PENGGALAN TEKS:
═══
Kami makan sambil bertukar cerita.

Meskipun lahir dari keluarga yang berbeda, kehidupan di panti ini layaknya satu keluarga.

“Anak-anak yang sudah besar lihat yang kecil-kecil ini sebagai adik mereka. Jadi, saling membantu dan saling memperhatikan,” kata Pater Kobus.

Sekilas, kehidupan di panti ini tidak sekaku di asrama. Anak-anak menikmati kehidupan mereka layaknya di rumah. Hubungan dengan pembina dan pengasuh pun tidak sekaku anak asrama dan pembinanya.

Aktivitas harian mereka antara lain sekolah dan kuliah, bekerja di kebun dan rumah serta belajar. Doa bersama hanya di malam Minggu.

Misa juga hanya dilaksanakan pada hari Minggu, mengingat banyak anak yang bersekolah di kota dan pagi-pagi sudah harus berangkat.

Untuk ke sekolah, mereka diantar menggunakan mobil panti, sedangkan yang mahasiswa diberi uang transpor, karena jadwal kuliah yang tidak tetap.

Sesaat sebelum saya pulang, hujan turun. Menunggu redah, saya duduk bersama Pater Hila di beranda rumahnya.

Usianya yang sudah cukup tua membuat ia harus selalu menggunakan tongkat dan lebih banyak menghabiskan waktu di rumah untuk membaca.

Pater Hila pernah menjadi pemimpin di Seminari Pius XII Kisol – Manggarai Timur, juga menjadi Sekretaris Pelaksana Konferensi Waligereja Indonesia (KWI), pastor paroki dan berbagai tugas yang lain.

Saat kami duduk, sesekali anak-anak yang lewat memanggilnya.

“Selamat siang Nene Pater,” sapa mereka. Ia pun selalu menyambutnya dengan senyum. “Kalian dari mana?” pater balik bertanya dan dijawab anak-anak itu.

Anak-anak di Panti Asuhan Yayasan Sesamamu, Wae Peca, anak-anak dididik untuk mandiri. (Foto: Asrida Elisabeth)
Anak-anak di Panti Asuhan Yayasan Sesamamu, Wae Peca, anak-anak dididik untuk mandiri. (Foto: Asrida Elisabeth)
═══
TUJUAN ANDA:
Salin dengan tepat bagian teks tentang kehidupan di panti asuhan dari "Misa juga hanya" sampai "rumah untuk membaca.".
═══
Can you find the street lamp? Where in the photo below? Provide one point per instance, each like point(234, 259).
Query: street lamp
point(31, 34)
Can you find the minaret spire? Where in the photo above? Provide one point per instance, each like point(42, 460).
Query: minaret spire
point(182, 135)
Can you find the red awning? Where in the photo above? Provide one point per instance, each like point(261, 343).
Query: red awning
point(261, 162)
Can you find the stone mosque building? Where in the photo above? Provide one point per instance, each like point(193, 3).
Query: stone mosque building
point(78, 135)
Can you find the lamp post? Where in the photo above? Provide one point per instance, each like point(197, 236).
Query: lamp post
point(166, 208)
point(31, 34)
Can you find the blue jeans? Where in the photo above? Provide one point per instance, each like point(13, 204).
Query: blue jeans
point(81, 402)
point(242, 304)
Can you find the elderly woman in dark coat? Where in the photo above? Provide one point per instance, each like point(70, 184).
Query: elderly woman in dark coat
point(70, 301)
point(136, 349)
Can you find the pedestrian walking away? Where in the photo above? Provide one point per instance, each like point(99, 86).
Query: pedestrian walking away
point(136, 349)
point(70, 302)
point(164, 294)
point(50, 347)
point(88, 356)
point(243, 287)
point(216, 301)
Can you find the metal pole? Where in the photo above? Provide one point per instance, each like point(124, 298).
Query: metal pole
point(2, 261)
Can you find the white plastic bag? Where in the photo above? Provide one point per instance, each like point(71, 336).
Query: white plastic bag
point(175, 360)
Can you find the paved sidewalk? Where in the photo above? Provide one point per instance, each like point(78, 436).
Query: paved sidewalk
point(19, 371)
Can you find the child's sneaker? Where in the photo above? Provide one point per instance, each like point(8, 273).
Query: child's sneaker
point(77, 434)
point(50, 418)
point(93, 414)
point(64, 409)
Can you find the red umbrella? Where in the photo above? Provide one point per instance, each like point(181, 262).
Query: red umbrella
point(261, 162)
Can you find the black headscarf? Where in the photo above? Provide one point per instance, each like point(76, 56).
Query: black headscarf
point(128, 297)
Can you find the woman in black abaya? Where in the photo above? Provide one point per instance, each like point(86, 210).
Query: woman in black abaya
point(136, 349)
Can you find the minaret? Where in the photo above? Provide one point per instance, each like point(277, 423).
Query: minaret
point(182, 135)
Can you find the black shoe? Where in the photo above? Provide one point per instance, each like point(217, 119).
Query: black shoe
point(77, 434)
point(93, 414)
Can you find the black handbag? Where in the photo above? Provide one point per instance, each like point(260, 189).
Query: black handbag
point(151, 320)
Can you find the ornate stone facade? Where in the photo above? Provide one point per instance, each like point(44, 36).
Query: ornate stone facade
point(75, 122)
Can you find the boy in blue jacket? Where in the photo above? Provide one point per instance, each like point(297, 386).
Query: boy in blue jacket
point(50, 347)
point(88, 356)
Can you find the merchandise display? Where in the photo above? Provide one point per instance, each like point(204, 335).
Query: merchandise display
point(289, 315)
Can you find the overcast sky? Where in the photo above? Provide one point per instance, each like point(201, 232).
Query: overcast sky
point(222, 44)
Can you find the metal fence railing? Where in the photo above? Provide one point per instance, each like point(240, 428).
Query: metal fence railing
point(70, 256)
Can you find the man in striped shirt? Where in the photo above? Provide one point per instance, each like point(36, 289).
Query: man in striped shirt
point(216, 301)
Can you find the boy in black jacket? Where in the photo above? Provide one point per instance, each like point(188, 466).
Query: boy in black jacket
═══
HASIL LATIHAN:
Misa juga hanya dilaksanakan pada hari Minggu, mengingat banyak anak yang bersekolah di kota dan pagi-pagi sudah harus berangkat.

Untuk ke sekolah, mereka diantar menggunakan mobil panti, sedangkan yang mahasiswa diberi uang transpor, karena jadwal kuliah yang tidak tetap.

Sesaat sebelum saya pulang, hujan turun. Menunggu redah, saya duduk bersama Pater Hila di beranda rumahnya.

Usianya yang sudah cukup tua membuat ia harus selalu menggunakan tongkat dan lebih banyak menghabiskan waktu di rumah untuk membaca.